### DATASET RECORDS

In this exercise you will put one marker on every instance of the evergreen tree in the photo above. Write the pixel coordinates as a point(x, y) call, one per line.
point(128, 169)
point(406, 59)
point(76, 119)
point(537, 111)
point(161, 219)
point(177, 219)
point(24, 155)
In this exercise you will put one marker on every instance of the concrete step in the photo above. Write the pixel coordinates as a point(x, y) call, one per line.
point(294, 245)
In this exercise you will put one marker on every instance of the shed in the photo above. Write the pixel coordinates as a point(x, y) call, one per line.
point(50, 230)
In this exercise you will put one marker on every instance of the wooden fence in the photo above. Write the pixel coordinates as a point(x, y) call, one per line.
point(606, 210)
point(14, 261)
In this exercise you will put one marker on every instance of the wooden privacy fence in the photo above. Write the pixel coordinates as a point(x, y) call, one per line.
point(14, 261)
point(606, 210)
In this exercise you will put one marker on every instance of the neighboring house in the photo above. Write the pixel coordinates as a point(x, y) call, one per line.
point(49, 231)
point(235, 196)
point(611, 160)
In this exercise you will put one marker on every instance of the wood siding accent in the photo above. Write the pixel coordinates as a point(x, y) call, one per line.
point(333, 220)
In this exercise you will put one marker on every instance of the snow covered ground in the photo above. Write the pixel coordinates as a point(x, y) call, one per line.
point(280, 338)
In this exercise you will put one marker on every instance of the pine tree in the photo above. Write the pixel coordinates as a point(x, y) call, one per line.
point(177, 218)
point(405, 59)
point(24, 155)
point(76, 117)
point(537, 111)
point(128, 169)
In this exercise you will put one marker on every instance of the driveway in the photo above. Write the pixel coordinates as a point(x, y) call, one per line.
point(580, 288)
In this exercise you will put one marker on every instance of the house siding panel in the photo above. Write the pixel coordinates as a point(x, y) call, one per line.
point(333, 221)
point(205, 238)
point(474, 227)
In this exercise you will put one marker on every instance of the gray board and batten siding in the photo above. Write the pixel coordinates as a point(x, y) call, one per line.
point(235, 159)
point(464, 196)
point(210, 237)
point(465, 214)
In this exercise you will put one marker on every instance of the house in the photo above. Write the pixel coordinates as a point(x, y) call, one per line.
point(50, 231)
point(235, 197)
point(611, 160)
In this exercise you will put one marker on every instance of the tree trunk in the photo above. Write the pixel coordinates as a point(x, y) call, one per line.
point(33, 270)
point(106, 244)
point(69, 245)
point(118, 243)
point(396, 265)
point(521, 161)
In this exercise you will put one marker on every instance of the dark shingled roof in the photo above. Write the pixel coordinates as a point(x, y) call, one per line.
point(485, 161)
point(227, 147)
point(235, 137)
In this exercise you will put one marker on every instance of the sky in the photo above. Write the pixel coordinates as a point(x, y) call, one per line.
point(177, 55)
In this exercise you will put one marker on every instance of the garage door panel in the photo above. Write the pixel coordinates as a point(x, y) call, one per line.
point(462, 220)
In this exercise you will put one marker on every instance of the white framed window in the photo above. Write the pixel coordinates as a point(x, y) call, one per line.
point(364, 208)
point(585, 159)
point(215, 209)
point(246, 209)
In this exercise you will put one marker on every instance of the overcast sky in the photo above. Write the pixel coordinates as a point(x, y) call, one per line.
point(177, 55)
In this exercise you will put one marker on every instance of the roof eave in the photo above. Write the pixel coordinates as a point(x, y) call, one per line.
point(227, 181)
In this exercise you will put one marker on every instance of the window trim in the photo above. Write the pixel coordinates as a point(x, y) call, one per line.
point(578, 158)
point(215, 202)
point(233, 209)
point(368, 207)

######

Copy out all of the items above without changing a single character.

ANSWER TO THE EXERCISE:
In this exercise you will put one marker on every instance of the evergreen tree in the photo above. Write the pixel coordinates as a point(x, y) call, one per line.
point(128, 169)
point(406, 59)
point(76, 119)
point(537, 111)
point(161, 219)
point(177, 219)
point(24, 155)
In this exercise you will put one marker on every instance of the concrete step in the photo above. Write the pixel coordinates as a point(x, y) call, one per line.
point(294, 245)
In this exercise you will put one marker on every instance of the shed in the photo above. Write the pixel coordinates as a point(x, y) call, one per line.
point(50, 230)
In this exercise you will put one marker on every instance of the wooden fence in the photo above. Write the pixel coordinates as a point(x, y) call, one per line.
point(606, 210)
point(14, 261)
In this exercise you will put one marker on every instance of the wooden privacy fence in the photo above. Write the pixel coordinates as a point(x, y) call, one per line.
point(14, 261)
point(606, 210)
In this exercise you will put one marker on every instance of the neighboring house in the photo above. Write the pixel coordinates as a point(x, y) call, one per line.
point(49, 231)
point(235, 196)
point(611, 160)
In this exercise you will put one marker on every instance of the wood siding accent in the photo above. Write the pixel coordinates as a point(x, y) call, one per line.
point(333, 220)
In this exercise you will put one marker on every instance of the snow covered ground in the photo above. Write the pixel coordinates as a point(x, y) call, one per line.
point(280, 338)
In this exercise you will put one marker on every instance of the pine tree in the photo above. Write the pixel coordinates as a point(x, y) call, one per line.
point(177, 218)
point(405, 59)
point(24, 155)
point(76, 117)
point(537, 111)
point(128, 169)
In this exercise you will put one marker on every instance of the driveway in the photo above. Write the pixel coordinates as a point(x, y) call, one per line.
point(580, 288)
In this exercise you will put one marker on every instance of the house siding panel in the photo above. Write the pixel coordinates as a point(x, y) call, one per line.
point(333, 221)
point(205, 238)
point(474, 227)
In this exercise you will put one marker on every instance of the gray board and batten siding in the photo above. Write the pixel coordinates as a point(x, y) call, one per line.
point(235, 159)
point(464, 196)
point(210, 237)
point(465, 214)
In this exercise you will put one marker on every instance of the house in the photo above. Write the pixel coordinates as a point(x, y) call, one per line.
point(50, 231)
point(235, 197)
point(611, 160)
In this exercise you will put one marker on every instance of the tree trunk in the photo above. Write the pixel coordinates as a point(x, y) call, one per line.
point(33, 270)
point(106, 244)
point(69, 245)
point(118, 243)
point(396, 265)
point(521, 161)
In this exercise you will put one marker on every instance of the dark shingled roof in the photo above. Write the pixel coordinates as a point(x, y) call, one per line.
point(485, 161)
point(227, 147)
point(235, 137)
In this exercise you will put one marker on every instance of the sky in the photo above. Write the pixel coordinates as a point(x, y) call, one per line.
point(177, 55)
In this exercise you will put one marker on every instance of the garage door panel in the photo above. Write the pixel coordinates as a point(x, y) call, one per line.
point(462, 220)
In this exercise you will put one marker on every instance of the white framed window in the photo above. Write the pixel coordinates as a point(x, y) call, one per line.
point(364, 208)
point(585, 159)
point(215, 209)
point(246, 209)
In this exercise you will put one marker on every instance of the overcast sky in the photo above. Write the pixel coordinates as a point(x, y) call, one per line.
point(177, 55)
In this exercise you will put one marker on every instance of the roof eave in the photo above. Write the pixel coordinates as a point(x, y) call, one per line.
point(227, 181)
In this exercise you will put one marker on every instance of the window trim in the photo above. Write the pixel coordinates as a point(x, y) call, one per line.
point(578, 158)
point(215, 202)
point(233, 209)
point(368, 207)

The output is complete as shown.